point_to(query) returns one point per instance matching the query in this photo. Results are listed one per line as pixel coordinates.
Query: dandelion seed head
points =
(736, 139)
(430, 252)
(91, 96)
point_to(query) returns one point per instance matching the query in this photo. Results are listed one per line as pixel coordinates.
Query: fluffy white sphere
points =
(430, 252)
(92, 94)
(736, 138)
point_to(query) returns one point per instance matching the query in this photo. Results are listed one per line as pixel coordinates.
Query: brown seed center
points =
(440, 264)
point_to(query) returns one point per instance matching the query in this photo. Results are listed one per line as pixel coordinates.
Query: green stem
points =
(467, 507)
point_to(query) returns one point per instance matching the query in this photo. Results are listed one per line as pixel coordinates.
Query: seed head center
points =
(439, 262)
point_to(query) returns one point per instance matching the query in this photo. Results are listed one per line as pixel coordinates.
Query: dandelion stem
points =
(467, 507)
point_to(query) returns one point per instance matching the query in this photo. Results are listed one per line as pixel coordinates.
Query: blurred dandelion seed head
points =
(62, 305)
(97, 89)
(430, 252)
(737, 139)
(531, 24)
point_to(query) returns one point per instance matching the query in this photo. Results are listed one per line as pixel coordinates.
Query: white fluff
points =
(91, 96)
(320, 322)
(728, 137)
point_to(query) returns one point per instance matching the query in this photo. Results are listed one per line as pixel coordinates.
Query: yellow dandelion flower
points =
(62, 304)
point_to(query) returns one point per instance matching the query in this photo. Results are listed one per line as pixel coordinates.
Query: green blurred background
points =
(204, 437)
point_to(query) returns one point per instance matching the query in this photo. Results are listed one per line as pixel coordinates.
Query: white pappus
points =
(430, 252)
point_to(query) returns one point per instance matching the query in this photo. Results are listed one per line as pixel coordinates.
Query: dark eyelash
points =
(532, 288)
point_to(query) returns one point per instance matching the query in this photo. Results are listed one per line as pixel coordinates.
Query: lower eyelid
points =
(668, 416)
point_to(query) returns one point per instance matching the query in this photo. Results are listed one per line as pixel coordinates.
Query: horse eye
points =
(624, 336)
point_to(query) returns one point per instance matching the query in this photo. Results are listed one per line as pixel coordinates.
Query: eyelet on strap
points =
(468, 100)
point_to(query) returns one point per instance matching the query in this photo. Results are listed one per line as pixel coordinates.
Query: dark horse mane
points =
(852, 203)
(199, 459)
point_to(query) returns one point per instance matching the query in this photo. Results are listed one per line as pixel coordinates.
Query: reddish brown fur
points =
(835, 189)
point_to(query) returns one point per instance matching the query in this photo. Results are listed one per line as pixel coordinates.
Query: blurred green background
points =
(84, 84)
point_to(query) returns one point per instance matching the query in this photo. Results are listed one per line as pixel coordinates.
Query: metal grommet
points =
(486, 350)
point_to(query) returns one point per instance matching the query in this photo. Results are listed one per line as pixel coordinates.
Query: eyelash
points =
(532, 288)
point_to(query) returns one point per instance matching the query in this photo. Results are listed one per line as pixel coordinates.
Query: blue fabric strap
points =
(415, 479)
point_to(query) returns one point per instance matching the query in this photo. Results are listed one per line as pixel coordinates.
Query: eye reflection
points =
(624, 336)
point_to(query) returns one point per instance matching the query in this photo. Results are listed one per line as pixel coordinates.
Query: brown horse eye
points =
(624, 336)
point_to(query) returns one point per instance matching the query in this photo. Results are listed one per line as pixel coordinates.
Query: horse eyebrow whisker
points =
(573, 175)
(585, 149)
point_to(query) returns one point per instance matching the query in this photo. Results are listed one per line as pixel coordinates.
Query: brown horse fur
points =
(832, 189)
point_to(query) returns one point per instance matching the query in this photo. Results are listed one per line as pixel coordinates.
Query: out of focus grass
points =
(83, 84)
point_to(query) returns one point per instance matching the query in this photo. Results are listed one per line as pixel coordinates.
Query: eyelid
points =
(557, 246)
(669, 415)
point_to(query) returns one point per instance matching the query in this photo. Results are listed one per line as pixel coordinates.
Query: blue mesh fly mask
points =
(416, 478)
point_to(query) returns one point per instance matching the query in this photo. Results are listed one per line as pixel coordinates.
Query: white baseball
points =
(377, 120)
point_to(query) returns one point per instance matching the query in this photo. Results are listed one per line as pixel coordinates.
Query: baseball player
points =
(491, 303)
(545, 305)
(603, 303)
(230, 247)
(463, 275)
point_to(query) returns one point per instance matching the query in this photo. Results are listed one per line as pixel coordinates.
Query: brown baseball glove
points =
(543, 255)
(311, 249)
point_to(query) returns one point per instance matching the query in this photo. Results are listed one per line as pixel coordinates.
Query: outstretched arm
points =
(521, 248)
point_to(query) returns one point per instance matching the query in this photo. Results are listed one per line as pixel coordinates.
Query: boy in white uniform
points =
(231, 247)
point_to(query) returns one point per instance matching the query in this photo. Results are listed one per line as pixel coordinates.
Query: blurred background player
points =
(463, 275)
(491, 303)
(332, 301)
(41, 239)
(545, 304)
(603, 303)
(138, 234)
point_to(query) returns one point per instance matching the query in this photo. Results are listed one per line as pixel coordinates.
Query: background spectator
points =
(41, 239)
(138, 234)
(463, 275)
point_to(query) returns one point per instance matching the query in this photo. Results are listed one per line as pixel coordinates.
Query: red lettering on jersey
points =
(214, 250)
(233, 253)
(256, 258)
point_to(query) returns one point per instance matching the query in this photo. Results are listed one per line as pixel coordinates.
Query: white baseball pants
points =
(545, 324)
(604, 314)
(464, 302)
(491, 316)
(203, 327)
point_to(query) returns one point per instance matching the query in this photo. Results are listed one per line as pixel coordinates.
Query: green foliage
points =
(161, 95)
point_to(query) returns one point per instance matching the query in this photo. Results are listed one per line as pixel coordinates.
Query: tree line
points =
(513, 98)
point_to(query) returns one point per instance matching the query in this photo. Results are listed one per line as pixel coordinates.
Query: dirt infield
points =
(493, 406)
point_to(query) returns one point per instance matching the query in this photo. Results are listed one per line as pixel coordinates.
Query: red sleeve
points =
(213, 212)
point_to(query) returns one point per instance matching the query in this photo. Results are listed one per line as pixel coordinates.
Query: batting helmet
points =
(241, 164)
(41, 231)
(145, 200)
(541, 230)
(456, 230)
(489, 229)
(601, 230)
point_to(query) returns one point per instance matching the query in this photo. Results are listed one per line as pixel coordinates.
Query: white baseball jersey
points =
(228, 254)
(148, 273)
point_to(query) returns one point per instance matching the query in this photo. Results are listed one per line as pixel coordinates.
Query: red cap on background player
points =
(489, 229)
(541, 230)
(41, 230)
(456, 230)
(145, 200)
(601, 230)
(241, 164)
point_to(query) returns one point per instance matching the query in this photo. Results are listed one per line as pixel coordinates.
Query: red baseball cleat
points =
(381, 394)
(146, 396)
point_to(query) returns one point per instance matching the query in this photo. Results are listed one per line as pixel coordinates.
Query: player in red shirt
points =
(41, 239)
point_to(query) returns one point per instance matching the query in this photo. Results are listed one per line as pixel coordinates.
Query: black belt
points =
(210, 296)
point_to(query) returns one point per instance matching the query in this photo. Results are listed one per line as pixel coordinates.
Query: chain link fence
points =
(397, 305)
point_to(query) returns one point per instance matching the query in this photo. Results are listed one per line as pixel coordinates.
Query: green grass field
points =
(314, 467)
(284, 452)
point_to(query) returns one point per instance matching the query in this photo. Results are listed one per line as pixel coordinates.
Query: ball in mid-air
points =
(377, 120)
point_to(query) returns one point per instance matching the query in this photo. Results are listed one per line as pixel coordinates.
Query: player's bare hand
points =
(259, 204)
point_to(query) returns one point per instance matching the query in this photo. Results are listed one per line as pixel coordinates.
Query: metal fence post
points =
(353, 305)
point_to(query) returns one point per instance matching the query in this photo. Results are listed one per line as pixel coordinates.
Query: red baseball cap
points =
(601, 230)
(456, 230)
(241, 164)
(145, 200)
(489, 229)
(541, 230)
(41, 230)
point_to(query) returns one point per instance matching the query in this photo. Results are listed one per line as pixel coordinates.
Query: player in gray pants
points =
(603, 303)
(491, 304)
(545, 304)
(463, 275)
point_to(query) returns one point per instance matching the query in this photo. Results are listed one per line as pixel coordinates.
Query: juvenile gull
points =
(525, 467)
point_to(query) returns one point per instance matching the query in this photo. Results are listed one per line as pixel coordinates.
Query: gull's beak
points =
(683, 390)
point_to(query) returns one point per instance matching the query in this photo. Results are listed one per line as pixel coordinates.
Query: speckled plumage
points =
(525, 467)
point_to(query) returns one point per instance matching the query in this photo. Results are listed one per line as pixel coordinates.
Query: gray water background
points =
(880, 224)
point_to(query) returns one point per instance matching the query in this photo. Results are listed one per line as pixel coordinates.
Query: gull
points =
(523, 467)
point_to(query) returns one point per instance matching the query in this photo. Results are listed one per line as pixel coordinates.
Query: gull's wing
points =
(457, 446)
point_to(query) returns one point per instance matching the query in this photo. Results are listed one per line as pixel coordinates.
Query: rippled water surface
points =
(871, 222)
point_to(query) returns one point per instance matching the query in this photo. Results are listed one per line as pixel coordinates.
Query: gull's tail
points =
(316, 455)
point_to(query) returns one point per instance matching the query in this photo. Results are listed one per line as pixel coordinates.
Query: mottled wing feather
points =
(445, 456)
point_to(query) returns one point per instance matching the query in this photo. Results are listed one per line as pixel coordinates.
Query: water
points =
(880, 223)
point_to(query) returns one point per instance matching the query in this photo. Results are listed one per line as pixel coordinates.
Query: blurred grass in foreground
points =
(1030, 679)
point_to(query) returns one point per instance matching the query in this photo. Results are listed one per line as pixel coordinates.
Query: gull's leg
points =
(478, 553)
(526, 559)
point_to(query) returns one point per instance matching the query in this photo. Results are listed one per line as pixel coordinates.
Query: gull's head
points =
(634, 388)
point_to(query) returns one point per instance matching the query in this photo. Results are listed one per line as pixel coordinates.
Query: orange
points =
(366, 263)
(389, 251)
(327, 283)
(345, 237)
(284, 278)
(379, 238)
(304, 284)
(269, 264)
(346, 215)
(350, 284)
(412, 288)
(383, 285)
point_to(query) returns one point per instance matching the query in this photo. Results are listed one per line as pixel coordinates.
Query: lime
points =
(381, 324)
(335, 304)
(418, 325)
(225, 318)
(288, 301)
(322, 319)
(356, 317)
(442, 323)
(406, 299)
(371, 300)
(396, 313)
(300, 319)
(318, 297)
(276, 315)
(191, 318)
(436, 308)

────────────────────────────────────────

Short exercise: List each line of the listing above that contains the word "stem", copying every such line in full.

Output of the task:
Query: green stem
Query: dandelion stem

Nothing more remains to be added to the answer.